#### Data supplied

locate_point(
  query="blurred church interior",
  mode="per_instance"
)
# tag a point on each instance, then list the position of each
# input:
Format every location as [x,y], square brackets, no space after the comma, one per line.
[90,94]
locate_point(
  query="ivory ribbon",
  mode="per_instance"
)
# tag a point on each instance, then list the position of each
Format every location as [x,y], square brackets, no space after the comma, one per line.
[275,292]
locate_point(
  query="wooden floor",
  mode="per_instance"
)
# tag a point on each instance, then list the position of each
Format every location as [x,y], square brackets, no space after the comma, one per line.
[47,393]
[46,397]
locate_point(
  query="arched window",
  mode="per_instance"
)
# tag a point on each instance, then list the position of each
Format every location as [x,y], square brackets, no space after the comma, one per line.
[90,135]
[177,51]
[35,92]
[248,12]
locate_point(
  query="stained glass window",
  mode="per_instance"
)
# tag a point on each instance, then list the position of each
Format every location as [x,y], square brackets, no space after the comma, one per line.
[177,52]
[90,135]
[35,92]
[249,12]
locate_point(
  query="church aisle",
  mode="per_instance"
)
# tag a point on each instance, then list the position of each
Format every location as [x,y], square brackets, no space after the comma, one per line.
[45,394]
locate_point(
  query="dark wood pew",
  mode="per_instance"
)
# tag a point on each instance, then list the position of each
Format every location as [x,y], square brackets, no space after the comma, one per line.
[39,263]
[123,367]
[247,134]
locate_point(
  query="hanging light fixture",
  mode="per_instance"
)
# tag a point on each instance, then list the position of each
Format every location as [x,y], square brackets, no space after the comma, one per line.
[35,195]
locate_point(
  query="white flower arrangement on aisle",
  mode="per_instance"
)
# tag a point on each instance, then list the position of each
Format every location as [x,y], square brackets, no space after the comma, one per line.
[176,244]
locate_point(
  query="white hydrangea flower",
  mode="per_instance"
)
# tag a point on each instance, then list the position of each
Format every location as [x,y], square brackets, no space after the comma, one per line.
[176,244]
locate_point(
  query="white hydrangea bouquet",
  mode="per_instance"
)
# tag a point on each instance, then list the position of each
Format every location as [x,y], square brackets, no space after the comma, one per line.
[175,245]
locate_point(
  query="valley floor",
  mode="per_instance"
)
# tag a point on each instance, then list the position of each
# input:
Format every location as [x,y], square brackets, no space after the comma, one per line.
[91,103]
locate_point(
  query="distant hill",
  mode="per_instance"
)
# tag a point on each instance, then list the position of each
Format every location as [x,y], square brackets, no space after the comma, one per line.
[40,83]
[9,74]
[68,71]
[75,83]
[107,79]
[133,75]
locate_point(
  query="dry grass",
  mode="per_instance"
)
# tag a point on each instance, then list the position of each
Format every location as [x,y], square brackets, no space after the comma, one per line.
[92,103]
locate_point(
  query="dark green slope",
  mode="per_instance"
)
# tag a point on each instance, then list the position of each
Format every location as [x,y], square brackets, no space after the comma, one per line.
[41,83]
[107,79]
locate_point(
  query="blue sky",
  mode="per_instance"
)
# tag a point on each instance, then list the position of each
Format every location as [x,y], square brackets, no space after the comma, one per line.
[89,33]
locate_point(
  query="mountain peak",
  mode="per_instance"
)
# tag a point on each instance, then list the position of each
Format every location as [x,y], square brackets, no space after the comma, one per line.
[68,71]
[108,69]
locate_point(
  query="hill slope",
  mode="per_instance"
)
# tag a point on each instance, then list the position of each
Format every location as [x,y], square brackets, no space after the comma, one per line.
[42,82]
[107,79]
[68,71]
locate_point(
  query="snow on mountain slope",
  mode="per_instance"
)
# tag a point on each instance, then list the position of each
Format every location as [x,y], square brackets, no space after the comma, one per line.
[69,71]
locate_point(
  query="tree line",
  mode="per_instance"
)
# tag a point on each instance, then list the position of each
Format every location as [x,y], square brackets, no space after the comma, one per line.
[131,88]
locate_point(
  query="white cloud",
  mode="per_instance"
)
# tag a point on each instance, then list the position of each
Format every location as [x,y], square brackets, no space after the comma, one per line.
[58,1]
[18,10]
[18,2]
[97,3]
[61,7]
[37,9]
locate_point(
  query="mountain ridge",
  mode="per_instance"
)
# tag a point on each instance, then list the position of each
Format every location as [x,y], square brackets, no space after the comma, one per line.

########

■ **The problem**
List each line in the entries above that contains the word "flower". Copy each line in full.

■ **Answer to the exercise**
  query="white flower arrangement on aisle",
  query="white hydrangea flower",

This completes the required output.